Find the word "metal" in the data. Return every line where it appears.

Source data
◇ ◇ ◇ ◇
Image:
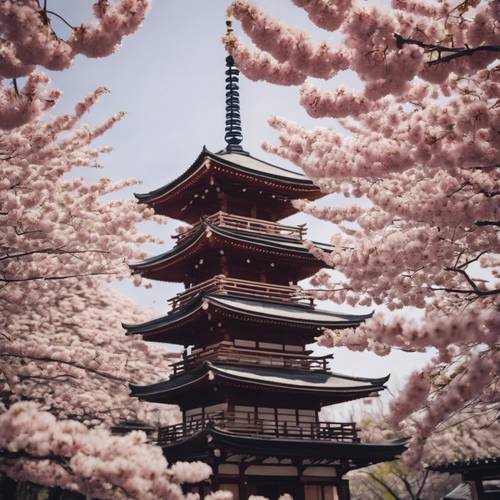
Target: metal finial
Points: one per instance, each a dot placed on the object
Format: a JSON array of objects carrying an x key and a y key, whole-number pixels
[{"x": 233, "y": 134}]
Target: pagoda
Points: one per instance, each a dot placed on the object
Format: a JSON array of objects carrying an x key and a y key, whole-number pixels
[{"x": 249, "y": 390}]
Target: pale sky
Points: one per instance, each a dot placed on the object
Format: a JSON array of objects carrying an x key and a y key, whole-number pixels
[{"x": 169, "y": 78}]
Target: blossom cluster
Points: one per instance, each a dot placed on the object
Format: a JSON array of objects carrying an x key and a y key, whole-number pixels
[
  {"x": 37, "y": 447},
  {"x": 29, "y": 40},
  {"x": 419, "y": 145}
]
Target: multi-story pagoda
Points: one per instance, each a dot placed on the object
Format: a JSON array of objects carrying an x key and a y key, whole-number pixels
[{"x": 249, "y": 391}]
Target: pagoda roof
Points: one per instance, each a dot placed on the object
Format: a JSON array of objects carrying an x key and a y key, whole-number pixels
[
  {"x": 350, "y": 454},
  {"x": 165, "y": 266},
  {"x": 172, "y": 327},
  {"x": 328, "y": 386},
  {"x": 242, "y": 168},
  {"x": 471, "y": 466}
]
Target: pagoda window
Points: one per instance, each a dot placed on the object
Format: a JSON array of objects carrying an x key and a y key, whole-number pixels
[
  {"x": 294, "y": 348},
  {"x": 266, "y": 413},
  {"x": 287, "y": 415},
  {"x": 307, "y": 416},
  {"x": 210, "y": 410},
  {"x": 271, "y": 346},
  {"x": 245, "y": 343},
  {"x": 245, "y": 413},
  {"x": 320, "y": 492}
]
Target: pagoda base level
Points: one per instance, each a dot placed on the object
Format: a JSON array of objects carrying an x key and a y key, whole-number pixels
[
  {"x": 272, "y": 486},
  {"x": 271, "y": 467}
]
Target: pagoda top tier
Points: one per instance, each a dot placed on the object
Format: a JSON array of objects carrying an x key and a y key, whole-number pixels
[{"x": 233, "y": 182}]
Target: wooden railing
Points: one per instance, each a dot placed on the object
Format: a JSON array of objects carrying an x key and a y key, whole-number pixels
[
  {"x": 331, "y": 431},
  {"x": 223, "y": 285},
  {"x": 226, "y": 352},
  {"x": 249, "y": 225}
]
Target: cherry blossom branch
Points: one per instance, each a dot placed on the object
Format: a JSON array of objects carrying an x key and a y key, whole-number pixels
[
  {"x": 48, "y": 278},
  {"x": 52, "y": 13},
  {"x": 456, "y": 52},
  {"x": 472, "y": 283},
  {"x": 68, "y": 363}
]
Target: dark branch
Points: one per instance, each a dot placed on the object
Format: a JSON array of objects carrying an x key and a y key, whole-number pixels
[
  {"x": 453, "y": 52},
  {"x": 52, "y": 13},
  {"x": 481, "y": 223}
]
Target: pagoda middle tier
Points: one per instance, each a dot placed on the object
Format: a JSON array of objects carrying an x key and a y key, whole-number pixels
[
  {"x": 249, "y": 391},
  {"x": 235, "y": 183}
]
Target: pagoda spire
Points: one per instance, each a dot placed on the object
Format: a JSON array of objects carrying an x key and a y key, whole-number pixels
[{"x": 233, "y": 134}]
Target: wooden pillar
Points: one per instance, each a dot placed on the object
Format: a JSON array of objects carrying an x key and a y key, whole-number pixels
[
  {"x": 224, "y": 268},
  {"x": 343, "y": 490},
  {"x": 242, "y": 490}
]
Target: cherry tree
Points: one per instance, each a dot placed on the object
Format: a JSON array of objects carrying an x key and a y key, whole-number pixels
[
  {"x": 67, "y": 454},
  {"x": 28, "y": 40},
  {"x": 61, "y": 343},
  {"x": 418, "y": 146},
  {"x": 464, "y": 439}
]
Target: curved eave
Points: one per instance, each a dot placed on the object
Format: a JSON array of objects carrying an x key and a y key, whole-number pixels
[
  {"x": 193, "y": 310},
  {"x": 356, "y": 454},
  {"x": 273, "y": 379},
  {"x": 303, "y": 184},
  {"x": 186, "y": 248}
]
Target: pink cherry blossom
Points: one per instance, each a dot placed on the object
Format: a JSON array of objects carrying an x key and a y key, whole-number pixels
[{"x": 418, "y": 144}]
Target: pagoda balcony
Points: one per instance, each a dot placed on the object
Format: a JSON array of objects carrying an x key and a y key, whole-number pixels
[
  {"x": 222, "y": 285},
  {"x": 226, "y": 352},
  {"x": 344, "y": 432},
  {"x": 248, "y": 225}
]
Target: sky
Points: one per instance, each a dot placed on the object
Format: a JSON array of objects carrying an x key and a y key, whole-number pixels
[{"x": 169, "y": 79}]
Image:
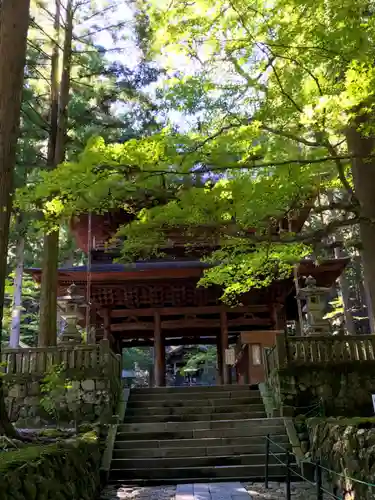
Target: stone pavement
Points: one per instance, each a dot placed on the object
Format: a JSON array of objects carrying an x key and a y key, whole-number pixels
[{"x": 211, "y": 491}]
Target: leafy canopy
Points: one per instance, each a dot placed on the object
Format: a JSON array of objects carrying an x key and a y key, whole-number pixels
[{"x": 268, "y": 89}]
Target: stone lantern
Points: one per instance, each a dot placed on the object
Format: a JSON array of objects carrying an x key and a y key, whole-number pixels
[
  {"x": 70, "y": 305},
  {"x": 315, "y": 297}
]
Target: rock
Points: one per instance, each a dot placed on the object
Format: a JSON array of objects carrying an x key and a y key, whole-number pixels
[{"x": 88, "y": 385}]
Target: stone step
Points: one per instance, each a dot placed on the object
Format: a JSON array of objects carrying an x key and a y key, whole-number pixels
[
  {"x": 201, "y": 425},
  {"x": 191, "y": 418},
  {"x": 193, "y": 388},
  {"x": 191, "y": 410},
  {"x": 197, "y": 461},
  {"x": 249, "y": 473},
  {"x": 171, "y": 403},
  {"x": 213, "y": 442},
  {"x": 154, "y": 396},
  {"x": 213, "y": 451},
  {"x": 255, "y": 430}
]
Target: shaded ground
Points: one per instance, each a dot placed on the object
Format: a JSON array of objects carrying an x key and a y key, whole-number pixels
[{"x": 214, "y": 491}]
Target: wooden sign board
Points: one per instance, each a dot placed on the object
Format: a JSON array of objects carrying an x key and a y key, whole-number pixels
[{"x": 230, "y": 356}]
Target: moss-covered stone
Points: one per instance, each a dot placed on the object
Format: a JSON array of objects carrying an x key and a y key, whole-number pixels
[
  {"x": 347, "y": 447},
  {"x": 64, "y": 470},
  {"x": 343, "y": 390}
]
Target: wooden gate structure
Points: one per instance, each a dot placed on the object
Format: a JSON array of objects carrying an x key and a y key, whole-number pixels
[{"x": 157, "y": 302}]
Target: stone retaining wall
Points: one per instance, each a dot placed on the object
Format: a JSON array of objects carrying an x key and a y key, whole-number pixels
[
  {"x": 346, "y": 446},
  {"x": 343, "y": 389},
  {"x": 84, "y": 400},
  {"x": 63, "y": 471}
]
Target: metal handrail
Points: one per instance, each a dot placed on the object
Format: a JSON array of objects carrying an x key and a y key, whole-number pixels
[{"x": 318, "y": 483}]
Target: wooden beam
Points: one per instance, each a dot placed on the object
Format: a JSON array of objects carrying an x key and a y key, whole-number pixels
[
  {"x": 173, "y": 341},
  {"x": 189, "y": 324},
  {"x": 173, "y": 311}
]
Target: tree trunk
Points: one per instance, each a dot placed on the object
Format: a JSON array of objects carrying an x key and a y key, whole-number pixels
[
  {"x": 14, "y": 22},
  {"x": 56, "y": 155},
  {"x": 363, "y": 167},
  {"x": 345, "y": 293},
  {"x": 17, "y": 295}
]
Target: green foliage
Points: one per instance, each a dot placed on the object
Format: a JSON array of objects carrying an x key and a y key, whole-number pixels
[
  {"x": 267, "y": 93},
  {"x": 56, "y": 390},
  {"x": 198, "y": 357},
  {"x": 65, "y": 470},
  {"x": 135, "y": 357}
]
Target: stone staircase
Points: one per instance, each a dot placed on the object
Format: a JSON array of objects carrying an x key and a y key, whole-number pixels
[{"x": 196, "y": 434}]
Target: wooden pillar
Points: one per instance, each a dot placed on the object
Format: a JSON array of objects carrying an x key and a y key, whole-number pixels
[
  {"x": 224, "y": 345},
  {"x": 219, "y": 354},
  {"x": 159, "y": 353},
  {"x": 106, "y": 323}
]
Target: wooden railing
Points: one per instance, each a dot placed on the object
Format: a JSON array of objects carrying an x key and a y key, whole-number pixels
[
  {"x": 320, "y": 350},
  {"x": 38, "y": 360}
]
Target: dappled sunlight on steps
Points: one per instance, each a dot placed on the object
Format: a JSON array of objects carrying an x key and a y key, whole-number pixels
[{"x": 195, "y": 435}]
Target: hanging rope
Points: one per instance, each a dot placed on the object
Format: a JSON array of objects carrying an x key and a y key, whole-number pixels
[
  {"x": 296, "y": 284},
  {"x": 88, "y": 279}
]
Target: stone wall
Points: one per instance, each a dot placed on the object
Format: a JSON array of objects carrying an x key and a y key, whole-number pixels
[
  {"x": 346, "y": 446},
  {"x": 344, "y": 390},
  {"x": 83, "y": 400},
  {"x": 63, "y": 471}
]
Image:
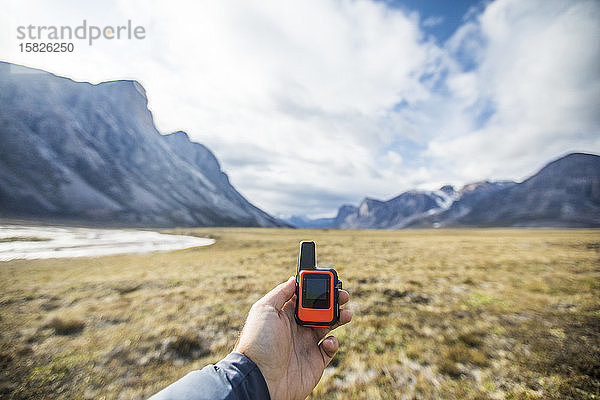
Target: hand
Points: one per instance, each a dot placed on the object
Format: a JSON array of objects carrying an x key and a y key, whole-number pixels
[{"x": 288, "y": 355}]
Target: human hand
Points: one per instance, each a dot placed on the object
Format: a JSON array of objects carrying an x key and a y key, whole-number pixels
[{"x": 288, "y": 355}]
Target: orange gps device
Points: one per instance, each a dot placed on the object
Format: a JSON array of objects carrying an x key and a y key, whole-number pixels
[{"x": 317, "y": 290}]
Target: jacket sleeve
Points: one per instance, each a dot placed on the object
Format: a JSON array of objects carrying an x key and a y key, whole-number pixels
[{"x": 235, "y": 377}]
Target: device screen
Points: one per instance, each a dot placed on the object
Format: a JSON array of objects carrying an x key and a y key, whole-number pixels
[{"x": 315, "y": 291}]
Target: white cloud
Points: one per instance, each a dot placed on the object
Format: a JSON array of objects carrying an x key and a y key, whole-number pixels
[
  {"x": 539, "y": 74},
  {"x": 322, "y": 102}
]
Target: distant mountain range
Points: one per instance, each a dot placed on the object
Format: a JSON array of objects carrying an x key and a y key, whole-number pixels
[
  {"x": 90, "y": 154},
  {"x": 565, "y": 193},
  {"x": 72, "y": 151}
]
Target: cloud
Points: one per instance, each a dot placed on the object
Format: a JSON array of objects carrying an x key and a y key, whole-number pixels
[
  {"x": 536, "y": 82},
  {"x": 324, "y": 102},
  {"x": 433, "y": 21}
]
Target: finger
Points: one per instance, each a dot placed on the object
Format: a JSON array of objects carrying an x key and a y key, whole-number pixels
[
  {"x": 344, "y": 297},
  {"x": 281, "y": 294},
  {"x": 345, "y": 317},
  {"x": 328, "y": 348}
]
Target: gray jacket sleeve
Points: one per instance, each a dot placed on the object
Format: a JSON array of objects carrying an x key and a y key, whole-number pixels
[{"x": 235, "y": 377}]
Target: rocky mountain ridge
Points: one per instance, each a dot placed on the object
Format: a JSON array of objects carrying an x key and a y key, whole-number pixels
[
  {"x": 74, "y": 151},
  {"x": 565, "y": 193}
]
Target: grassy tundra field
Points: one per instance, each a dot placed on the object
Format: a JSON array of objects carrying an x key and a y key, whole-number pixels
[{"x": 471, "y": 314}]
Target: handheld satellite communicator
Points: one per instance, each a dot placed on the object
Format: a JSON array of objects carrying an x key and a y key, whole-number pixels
[{"x": 317, "y": 290}]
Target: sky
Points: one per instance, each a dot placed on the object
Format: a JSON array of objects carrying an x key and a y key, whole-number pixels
[{"x": 312, "y": 104}]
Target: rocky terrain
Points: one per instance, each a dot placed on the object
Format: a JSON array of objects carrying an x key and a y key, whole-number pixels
[{"x": 74, "y": 151}]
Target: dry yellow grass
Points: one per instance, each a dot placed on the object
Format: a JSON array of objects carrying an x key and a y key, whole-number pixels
[{"x": 437, "y": 314}]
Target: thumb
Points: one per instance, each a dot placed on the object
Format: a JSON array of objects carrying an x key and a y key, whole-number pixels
[
  {"x": 281, "y": 294},
  {"x": 328, "y": 348}
]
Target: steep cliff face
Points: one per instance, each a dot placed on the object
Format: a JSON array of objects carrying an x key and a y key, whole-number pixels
[{"x": 88, "y": 152}]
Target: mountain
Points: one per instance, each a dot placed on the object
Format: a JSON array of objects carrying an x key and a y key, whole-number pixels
[
  {"x": 90, "y": 153},
  {"x": 565, "y": 193},
  {"x": 395, "y": 213}
]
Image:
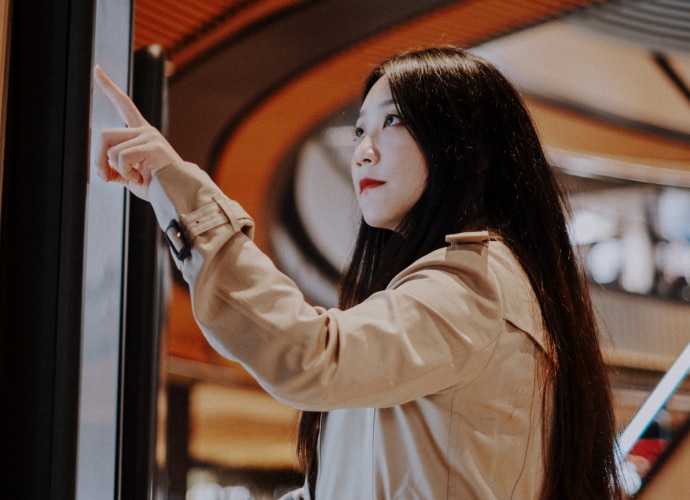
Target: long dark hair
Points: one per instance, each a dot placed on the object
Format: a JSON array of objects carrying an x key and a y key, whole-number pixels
[{"x": 487, "y": 170}]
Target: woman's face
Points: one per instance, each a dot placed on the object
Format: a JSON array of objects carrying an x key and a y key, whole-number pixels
[{"x": 389, "y": 170}]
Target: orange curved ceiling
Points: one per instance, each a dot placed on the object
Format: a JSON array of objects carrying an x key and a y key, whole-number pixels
[{"x": 190, "y": 30}]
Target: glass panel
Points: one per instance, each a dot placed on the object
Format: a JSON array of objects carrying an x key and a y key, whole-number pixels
[{"x": 104, "y": 262}]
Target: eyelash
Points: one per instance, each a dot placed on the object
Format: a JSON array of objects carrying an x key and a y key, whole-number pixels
[{"x": 358, "y": 132}]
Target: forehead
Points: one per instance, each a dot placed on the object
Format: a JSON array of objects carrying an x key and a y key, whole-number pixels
[{"x": 379, "y": 96}]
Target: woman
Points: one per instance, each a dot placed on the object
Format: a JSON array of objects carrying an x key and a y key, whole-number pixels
[{"x": 464, "y": 360}]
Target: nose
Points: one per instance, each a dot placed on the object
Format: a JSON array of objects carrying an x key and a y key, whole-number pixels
[{"x": 365, "y": 152}]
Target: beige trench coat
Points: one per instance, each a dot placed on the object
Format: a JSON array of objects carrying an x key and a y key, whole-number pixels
[{"x": 431, "y": 386}]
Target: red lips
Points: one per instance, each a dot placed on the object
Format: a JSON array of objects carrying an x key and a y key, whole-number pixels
[{"x": 367, "y": 183}]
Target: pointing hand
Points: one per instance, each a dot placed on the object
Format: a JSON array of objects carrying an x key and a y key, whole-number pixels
[{"x": 130, "y": 155}]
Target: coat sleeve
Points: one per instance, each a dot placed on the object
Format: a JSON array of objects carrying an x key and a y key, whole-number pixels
[{"x": 429, "y": 332}]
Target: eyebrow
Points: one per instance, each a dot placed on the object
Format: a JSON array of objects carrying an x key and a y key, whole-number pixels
[{"x": 384, "y": 104}]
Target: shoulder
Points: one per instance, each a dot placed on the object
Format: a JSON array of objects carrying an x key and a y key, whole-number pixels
[{"x": 488, "y": 268}]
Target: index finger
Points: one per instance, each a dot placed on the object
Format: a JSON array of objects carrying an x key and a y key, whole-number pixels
[{"x": 127, "y": 109}]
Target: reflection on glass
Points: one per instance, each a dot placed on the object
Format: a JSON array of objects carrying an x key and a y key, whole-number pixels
[{"x": 650, "y": 431}]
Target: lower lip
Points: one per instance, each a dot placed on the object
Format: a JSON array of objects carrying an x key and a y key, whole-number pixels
[{"x": 370, "y": 185}]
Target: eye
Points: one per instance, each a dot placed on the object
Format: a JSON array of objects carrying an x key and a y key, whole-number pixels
[{"x": 392, "y": 120}]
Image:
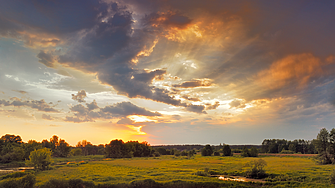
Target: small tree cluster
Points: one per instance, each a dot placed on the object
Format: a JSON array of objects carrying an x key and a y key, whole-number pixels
[
  {"x": 253, "y": 152},
  {"x": 207, "y": 150},
  {"x": 40, "y": 159},
  {"x": 325, "y": 145},
  {"x": 256, "y": 169},
  {"x": 119, "y": 149},
  {"x": 226, "y": 150}
]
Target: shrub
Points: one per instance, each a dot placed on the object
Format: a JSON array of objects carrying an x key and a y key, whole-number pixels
[
  {"x": 256, "y": 169},
  {"x": 245, "y": 152},
  {"x": 27, "y": 181},
  {"x": 75, "y": 152},
  {"x": 184, "y": 153},
  {"x": 253, "y": 152},
  {"x": 284, "y": 151},
  {"x": 332, "y": 177},
  {"x": 207, "y": 150},
  {"x": 226, "y": 150},
  {"x": 40, "y": 159},
  {"x": 156, "y": 154},
  {"x": 148, "y": 183}
]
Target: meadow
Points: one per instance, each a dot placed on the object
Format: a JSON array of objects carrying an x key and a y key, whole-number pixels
[{"x": 284, "y": 171}]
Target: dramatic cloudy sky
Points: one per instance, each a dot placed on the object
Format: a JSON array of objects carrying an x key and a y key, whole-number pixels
[{"x": 167, "y": 71}]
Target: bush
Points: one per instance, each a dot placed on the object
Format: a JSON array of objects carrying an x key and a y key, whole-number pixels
[
  {"x": 40, "y": 159},
  {"x": 184, "y": 153},
  {"x": 156, "y": 154},
  {"x": 253, "y": 152},
  {"x": 284, "y": 151},
  {"x": 226, "y": 150},
  {"x": 148, "y": 183},
  {"x": 256, "y": 169},
  {"x": 207, "y": 150},
  {"x": 75, "y": 152},
  {"x": 332, "y": 177},
  {"x": 27, "y": 181}
]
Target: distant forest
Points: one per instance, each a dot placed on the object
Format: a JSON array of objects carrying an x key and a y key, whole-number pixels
[{"x": 12, "y": 148}]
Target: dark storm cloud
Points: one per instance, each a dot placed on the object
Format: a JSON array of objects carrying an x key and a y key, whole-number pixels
[
  {"x": 40, "y": 105},
  {"x": 54, "y": 17},
  {"x": 167, "y": 20},
  {"x": 102, "y": 38},
  {"x": 127, "y": 108},
  {"x": 93, "y": 112}
]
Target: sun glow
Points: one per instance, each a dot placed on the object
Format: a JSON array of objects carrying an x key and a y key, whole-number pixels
[{"x": 138, "y": 118}]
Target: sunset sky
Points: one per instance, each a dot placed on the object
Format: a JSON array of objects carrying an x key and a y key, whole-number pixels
[{"x": 167, "y": 71}]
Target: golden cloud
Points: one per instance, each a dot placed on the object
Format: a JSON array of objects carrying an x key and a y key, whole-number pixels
[{"x": 298, "y": 69}]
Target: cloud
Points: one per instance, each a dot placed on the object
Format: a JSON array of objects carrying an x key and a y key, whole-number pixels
[
  {"x": 94, "y": 112},
  {"x": 296, "y": 69},
  {"x": 47, "y": 117},
  {"x": 127, "y": 108},
  {"x": 213, "y": 106},
  {"x": 196, "y": 108},
  {"x": 40, "y": 105},
  {"x": 237, "y": 104},
  {"x": 20, "y": 91},
  {"x": 46, "y": 58},
  {"x": 195, "y": 83},
  {"x": 167, "y": 19},
  {"x": 79, "y": 96},
  {"x": 125, "y": 121}
]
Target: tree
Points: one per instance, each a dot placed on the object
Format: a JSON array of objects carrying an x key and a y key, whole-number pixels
[
  {"x": 75, "y": 152},
  {"x": 226, "y": 150},
  {"x": 322, "y": 144},
  {"x": 256, "y": 169},
  {"x": 63, "y": 148},
  {"x": 207, "y": 150},
  {"x": 117, "y": 149},
  {"x": 245, "y": 152},
  {"x": 11, "y": 138},
  {"x": 40, "y": 159},
  {"x": 253, "y": 152}
]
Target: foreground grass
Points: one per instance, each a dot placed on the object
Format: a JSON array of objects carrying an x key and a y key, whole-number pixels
[{"x": 284, "y": 171}]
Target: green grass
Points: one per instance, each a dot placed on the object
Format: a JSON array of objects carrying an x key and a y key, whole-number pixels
[{"x": 284, "y": 171}]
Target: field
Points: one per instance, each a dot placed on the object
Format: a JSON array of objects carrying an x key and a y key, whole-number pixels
[{"x": 284, "y": 171}]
◇ ◇ ◇ ◇
§ Final answer
Target: metal finial
Target: metal handrail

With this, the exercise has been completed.